To do: Please give back all the records exactly, but keep the pictures out.

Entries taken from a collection
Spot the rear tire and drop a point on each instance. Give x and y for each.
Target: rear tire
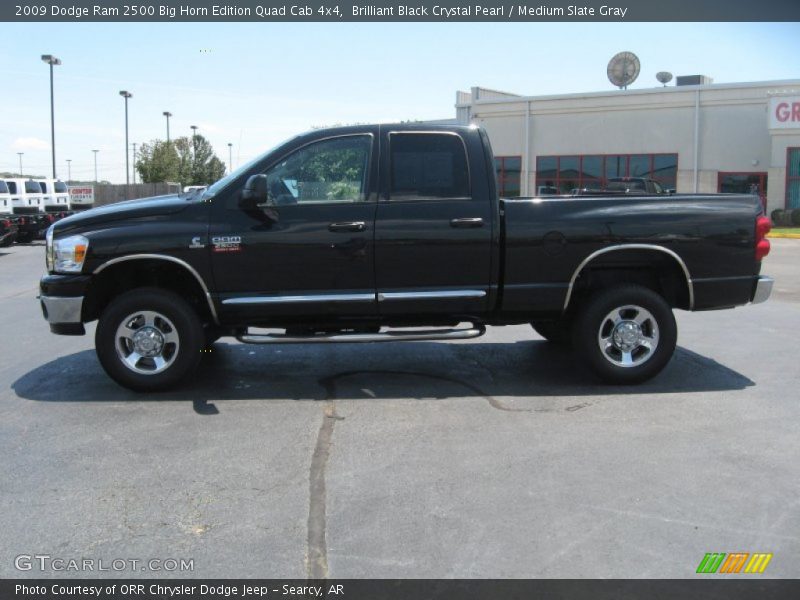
(149, 339)
(626, 334)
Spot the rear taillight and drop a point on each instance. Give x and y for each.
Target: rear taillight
(763, 225)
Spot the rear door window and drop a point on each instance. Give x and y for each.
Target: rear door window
(428, 166)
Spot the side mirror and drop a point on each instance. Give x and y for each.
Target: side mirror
(255, 193)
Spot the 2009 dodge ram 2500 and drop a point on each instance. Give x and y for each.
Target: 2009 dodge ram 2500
(370, 233)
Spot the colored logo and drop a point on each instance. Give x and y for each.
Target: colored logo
(735, 562)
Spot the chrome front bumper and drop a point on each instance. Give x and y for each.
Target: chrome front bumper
(61, 310)
(763, 289)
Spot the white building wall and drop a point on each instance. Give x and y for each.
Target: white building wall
(732, 132)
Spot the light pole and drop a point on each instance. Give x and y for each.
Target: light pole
(134, 163)
(126, 94)
(52, 61)
(167, 114)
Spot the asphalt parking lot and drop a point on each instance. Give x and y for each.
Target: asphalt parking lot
(489, 458)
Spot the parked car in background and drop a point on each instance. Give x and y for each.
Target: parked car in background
(27, 208)
(8, 231)
(55, 195)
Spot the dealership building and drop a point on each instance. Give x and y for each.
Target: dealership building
(695, 136)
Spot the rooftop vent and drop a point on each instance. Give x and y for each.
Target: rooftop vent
(693, 80)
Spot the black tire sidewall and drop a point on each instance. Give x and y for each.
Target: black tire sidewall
(172, 306)
(586, 328)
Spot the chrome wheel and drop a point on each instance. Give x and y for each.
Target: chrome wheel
(147, 342)
(628, 336)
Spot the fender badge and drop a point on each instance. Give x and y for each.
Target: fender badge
(227, 243)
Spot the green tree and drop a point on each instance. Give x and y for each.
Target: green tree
(158, 161)
(191, 161)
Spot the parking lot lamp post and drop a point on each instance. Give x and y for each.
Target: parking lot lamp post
(125, 94)
(167, 114)
(52, 61)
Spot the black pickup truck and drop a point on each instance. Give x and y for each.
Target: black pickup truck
(389, 233)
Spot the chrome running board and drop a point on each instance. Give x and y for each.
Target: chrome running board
(386, 336)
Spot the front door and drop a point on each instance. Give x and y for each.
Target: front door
(311, 253)
(433, 230)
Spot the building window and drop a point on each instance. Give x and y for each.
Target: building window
(508, 169)
(793, 178)
(562, 174)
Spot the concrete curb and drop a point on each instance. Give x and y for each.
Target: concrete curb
(788, 236)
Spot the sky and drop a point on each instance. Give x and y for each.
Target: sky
(256, 84)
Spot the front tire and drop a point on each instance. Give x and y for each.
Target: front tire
(149, 339)
(627, 334)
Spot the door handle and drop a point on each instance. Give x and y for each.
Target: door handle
(467, 222)
(348, 226)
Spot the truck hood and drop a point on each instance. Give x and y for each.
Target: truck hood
(129, 209)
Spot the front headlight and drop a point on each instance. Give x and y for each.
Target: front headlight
(66, 255)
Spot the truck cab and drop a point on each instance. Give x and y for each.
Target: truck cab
(55, 197)
(27, 208)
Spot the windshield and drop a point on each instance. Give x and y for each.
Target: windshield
(214, 188)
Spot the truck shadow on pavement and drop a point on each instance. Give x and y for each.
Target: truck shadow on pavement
(523, 376)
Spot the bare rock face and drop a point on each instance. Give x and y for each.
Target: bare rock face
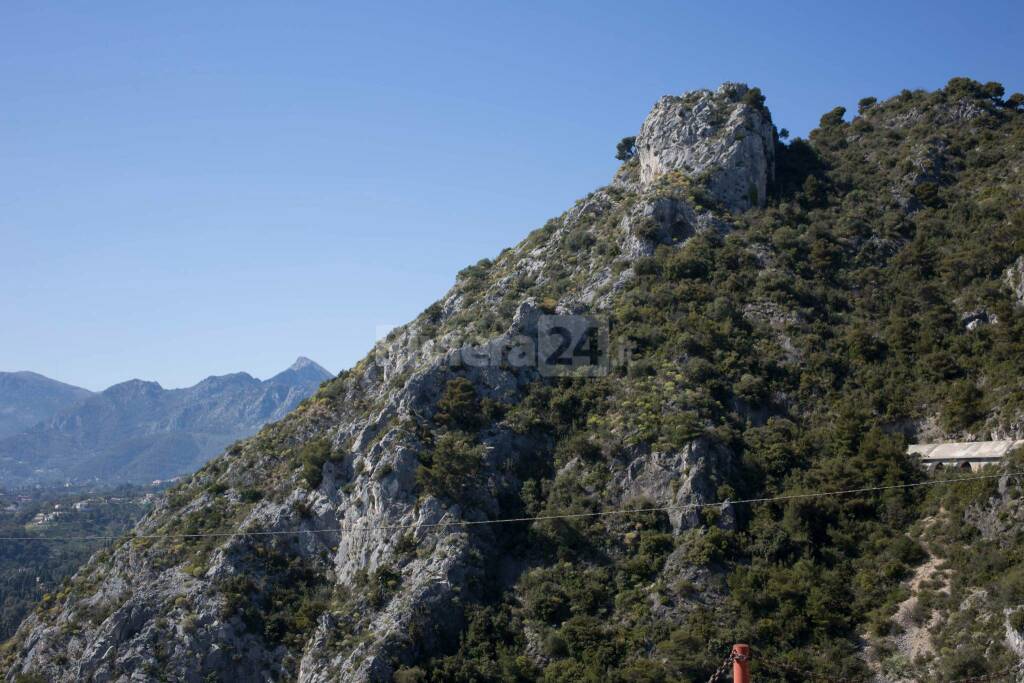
(724, 136)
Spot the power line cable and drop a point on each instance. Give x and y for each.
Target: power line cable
(513, 520)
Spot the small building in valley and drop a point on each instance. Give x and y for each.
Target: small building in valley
(966, 455)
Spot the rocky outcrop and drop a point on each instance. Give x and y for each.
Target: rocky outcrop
(1015, 280)
(398, 565)
(723, 137)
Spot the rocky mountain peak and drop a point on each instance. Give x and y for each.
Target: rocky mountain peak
(723, 136)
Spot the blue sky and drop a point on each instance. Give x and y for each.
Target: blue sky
(190, 188)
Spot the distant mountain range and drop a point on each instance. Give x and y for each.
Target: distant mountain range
(135, 431)
(28, 398)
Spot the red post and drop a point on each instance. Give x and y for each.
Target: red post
(740, 664)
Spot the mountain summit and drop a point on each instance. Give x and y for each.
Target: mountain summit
(28, 398)
(493, 495)
(137, 431)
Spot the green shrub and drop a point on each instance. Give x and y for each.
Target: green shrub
(452, 468)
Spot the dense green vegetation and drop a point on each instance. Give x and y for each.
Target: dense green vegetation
(811, 342)
(30, 570)
(798, 351)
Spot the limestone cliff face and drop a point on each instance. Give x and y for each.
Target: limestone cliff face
(364, 534)
(725, 135)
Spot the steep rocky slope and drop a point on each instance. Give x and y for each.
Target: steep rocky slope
(28, 398)
(781, 316)
(137, 431)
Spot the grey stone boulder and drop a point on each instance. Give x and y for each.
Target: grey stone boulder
(720, 135)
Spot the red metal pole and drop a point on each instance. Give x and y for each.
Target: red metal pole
(740, 664)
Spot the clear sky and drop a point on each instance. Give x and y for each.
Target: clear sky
(190, 188)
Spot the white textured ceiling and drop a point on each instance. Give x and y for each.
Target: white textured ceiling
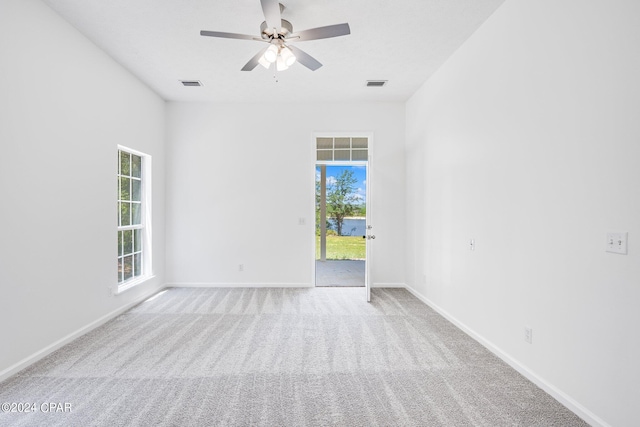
(402, 41)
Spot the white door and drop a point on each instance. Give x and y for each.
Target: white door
(370, 237)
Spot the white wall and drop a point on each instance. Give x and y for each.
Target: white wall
(528, 141)
(240, 176)
(64, 107)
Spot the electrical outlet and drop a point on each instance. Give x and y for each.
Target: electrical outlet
(617, 243)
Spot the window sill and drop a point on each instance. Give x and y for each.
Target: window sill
(131, 283)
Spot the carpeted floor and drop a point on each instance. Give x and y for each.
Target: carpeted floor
(279, 357)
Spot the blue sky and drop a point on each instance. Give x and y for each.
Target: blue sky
(360, 172)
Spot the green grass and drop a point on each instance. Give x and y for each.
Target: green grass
(343, 247)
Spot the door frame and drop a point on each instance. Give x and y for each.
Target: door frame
(369, 215)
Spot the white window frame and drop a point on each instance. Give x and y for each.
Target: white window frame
(145, 223)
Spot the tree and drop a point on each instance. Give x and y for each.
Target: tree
(341, 200)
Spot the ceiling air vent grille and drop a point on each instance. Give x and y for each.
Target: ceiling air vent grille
(376, 83)
(191, 82)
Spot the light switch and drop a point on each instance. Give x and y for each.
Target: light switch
(617, 242)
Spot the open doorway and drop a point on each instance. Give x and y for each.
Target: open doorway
(341, 226)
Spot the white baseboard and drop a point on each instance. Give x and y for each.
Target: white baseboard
(388, 285)
(557, 394)
(29, 360)
(237, 285)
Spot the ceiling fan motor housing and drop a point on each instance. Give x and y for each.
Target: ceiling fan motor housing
(266, 33)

Your solution:
Spot the rear tire and drop a point on each instance. Give x and y for each.
Target: rear tire
(149, 339)
(626, 334)
Spot the rear taillight and drop a point on each instance. Give x and y for each.
Target: rear taillight
(763, 225)
Spot the rear door window and drop a point on each instance. Give x and y for each.
Target: rear door window
(428, 166)
Spot the side mirror and drop a point on each instance. Give x and y for each.
Target: side mirror
(255, 193)
Spot the 2009 dodge ram 2500 and drop a point on each instance. Give x and y for each.
Target: 2009 dodge ram 2500
(370, 233)
Spot the colored logo and drop a point on each instance. Give x and y for each.
Target: colored logo
(735, 562)
Spot the chrome front bumper and drop a point on each instance. Give x and y for each.
Target: chrome front bumper
(61, 310)
(763, 289)
Spot the white building wall and drop a point on each instance. Give x and y for each.
Target: white building wall
(732, 132)
Spot the light pole and drop a point on each instance. Give x and y for each.
Target: light pole
(134, 163)
(126, 94)
(52, 61)
(167, 114)
Spot the asphalt parking lot and drop a point on each instance. Give x and y for each.
Target: asphalt parking lot
(489, 458)
Spot the parked car in background and drop a point on each instance. Give x and y for each.
Target: parked car in background
(27, 208)
(8, 231)
(55, 195)
Spot the dealership building and drop a point on each instance. Give x and y for each.
Target: dealership building
(695, 136)
Spot the rooftop vent and drop a point on each instance. Give x and y for each.
Target: rooftop vent
(693, 80)
Spot the black tire sidewall and drop a point on each instance. Give x and y for each.
Target: black tire sidewall
(172, 306)
(586, 328)
Spot the chrome wheel and drop a point on each instance. Give x and y for each.
Target: chrome wheel
(147, 342)
(628, 336)
Spot the fender badge and drop a point on each instance. Give x and y for each.
Target: fender badge
(227, 243)
Spot the green tree and drop a point on each instance. Give x and y for each.
Target: green tree
(158, 161)
(191, 161)
Spot the parking lot lamp post and drop a point on each instance. Give x and y for each.
Target: parking lot lamp post
(125, 94)
(167, 114)
(52, 61)
Spot the black pickup truck and drop a point on each instance. Give x and y for each.
Target: black pickup truck
(389, 233)
Spot the chrome running board and drop a point on each instance. Give x and y for each.
Target: chrome running board
(386, 336)
Spot the front door and drop a point on each instance. Give x and y for each.
Target: front door
(311, 253)
(433, 230)
Spot the building window and drop a point on each instance. Give x and y for each.
Target: building window
(508, 169)
(793, 178)
(562, 174)
Spot the concrete curb and drop a point on each instance. Give x and y for each.
Target: concrete curb
(788, 236)
Spot the sky and drop a point on each instance. Give x and y for each.
Target: sky
(256, 84)
Spot the front tire and drop a point on each instance. Give x and y for each.
Target: front tire
(149, 339)
(627, 334)
Spot the door handle and drop a point on each instance. Give x and y for each.
Target: door handle
(467, 222)
(348, 226)
Spot the truck hood and drop a point on each instance. Give x and y for each.
Target: truck hood
(129, 209)
Spot the front headlight and drop a point on each instance. Give x and y for each.
Target: front headlight
(66, 255)
Spot the truck cab and drop a point on each instance. Give x and y for each.
Target: truck cab
(55, 197)
(27, 208)
Spot the windshield and drop a point on each instance. Give x and y for each.
Target: windshield
(214, 188)
Spot the truck shadow on pavement and drop a point on each instance. Give x and y for each.
Target: truck shadow on pavement
(523, 376)
Spot the bare rock face and drop a point on each instance. Give x and y for each.
Target: bare rock face
(724, 136)
Spot the power line cable and drop a point on each instance. Give x and y for each.
Target: power line cable
(513, 520)
Spot the small building in valley and drop a point on each instance. Give x and y for each.
Target: small building in valley
(966, 455)
Spot the rocky outcrop and drop a point on each instance. Give x and y for each.
Target: rocky outcrop
(1015, 280)
(398, 565)
(723, 137)
Spot the rocky mountain peak and drop a point on each instance. Give x and y for each.
Target: rocky mountain peak
(723, 136)
Spot the blue sky and drop a point on each instance. Give x and y for each.
Target: blue sky
(190, 188)
Spot the distant mountain range and drop a point on each instance. Give x and y for each.
Target: distant mountain range
(135, 431)
(28, 398)
Spot the red post and drop a point on each instance. Give x and y for each.
Target: red post
(740, 664)
Spot the mountain summit and drop a point on each instance. Give x and y for each.
Target: mountain summit
(28, 398)
(493, 495)
(137, 431)
Spot the green shrub and drop a point on each instance. Give x and y for each.
Target: green shrub
(452, 468)
Spot the dense green vegetation and drop a point on each instance. Give x and y for each.
Target: dense green vegetation
(811, 342)
(30, 570)
(798, 351)
Spot the limestone cliff face and drop a point on each instance. Give x and y for each.
Target: limestone cliff face
(364, 534)
(725, 135)
Spot the steep rocky slope and drop a point on each instance. Give x and y for each.
Target: steep rocky slope
(28, 398)
(781, 316)
(137, 431)
Spot the grey stone boulder and drop a point on each instance. Give x and y for each.
Target: grey stone boulder
(720, 135)
Spot the red metal pole and drop a point on each instance. Give x and y for each.
Target: red metal pole
(740, 664)
Spot the clear sky and drop a point on each instance. Give x and y for each.
Target: clear sky
(190, 188)
Spot the white textured ceiling and drop a point on each instance. Give x and y for each.
Target: white textured ceiling
(402, 41)
Spot the white door and drop a point on each instance. Give x and y for each.
Target: white door
(370, 237)
Spot the white wall and drop a point on each instance. Give x and y for each.
Target: white wall
(528, 141)
(240, 176)
(64, 107)
Spot the electrical outlet and drop a point on each instance. Give x and y for each.
Target: electrical outlet
(617, 243)
Spot the window sill and drop a point on each instance. Give x and y for each.
Target: window sill
(131, 283)
Spot the carpeted floor and drop a point on each instance. Give x and y for each.
Target: carpeted floor
(279, 357)
Spot the blue sky and drop a point on each instance. Give x and y for each.
Target: blue sky
(360, 172)
Spot the green grass and drop a point on each instance. Give x and y for each.
Target: green grass
(343, 247)
Spot the door frame and drop a point on each instance. Give x and y for each.
Target: door frame
(369, 215)
Spot the white window frame and drop a point on each instance. Give x and y for each.
Target: white window frame
(145, 223)
Spot the tree and drop a point on each instance. Give x and y for each.
Target: tree
(341, 200)
Spot the ceiling air vent grille and drop a point on each instance. Give x and y for each.
Target: ceiling air vent grille
(376, 83)
(191, 82)
Spot the light switch and drop a point on each instance. Give x and y for each.
Target: light switch
(617, 242)
Spot the open doorway and drop a point on each instance. Give x and y for each.
Target: open doorway
(341, 226)
Spot the white baseboard and drop a point on each instance. Give x and y for each.
Target: white baseboard
(388, 285)
(557, 394)
(29, 360)
(237, 285)
Spot the ceiling fan motor housing and drop a point on each instance. Give x and y for each.
Target: ceiling fan motor housing
(266, 33)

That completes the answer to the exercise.